Data drawn from a collection:
-- start --
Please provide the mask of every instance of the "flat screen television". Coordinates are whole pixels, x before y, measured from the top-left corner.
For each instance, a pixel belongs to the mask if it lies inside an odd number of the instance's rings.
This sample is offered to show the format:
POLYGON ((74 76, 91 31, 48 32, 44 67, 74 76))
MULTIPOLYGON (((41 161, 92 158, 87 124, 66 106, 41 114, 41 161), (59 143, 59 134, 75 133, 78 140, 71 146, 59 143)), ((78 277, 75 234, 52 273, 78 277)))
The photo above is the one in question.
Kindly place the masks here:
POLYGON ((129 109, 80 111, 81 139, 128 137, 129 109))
-- end --
**DESCRIPTION OF THE TASK**
Rewrite the material above as a JSON list of strings, one string per line, skipping any blank lines.

**EXPECTED ANSWER**
[
  "Please provide the mask of every instance of the \"flat screen television\". Coordinates are whole pixels, x before y, measured from the top-left corner.",
  "For each instance, a pixel belongs to the mask if it lies inside an odd number of the instance's rings.",
  "This sample is offered to show the format:",
  "POLYGON ((74 76, 91 31, 48 32, 44 67, 74 76))",
  "MULTIPOLYGON (((41 161, 92 158, 87 124, 66 106, 41 114, 41 161), (59 143, 59 134, 75 133, 78 140, 71 146, 59 143)), ((78 277, 75 234, 52 273, 78 277)))",
  "The photo above is the one in question.",
  "Kindly place the masks here:",
  "POLYGON ((129 109, 80 111, 81 139, 128 137, 129 109))"
]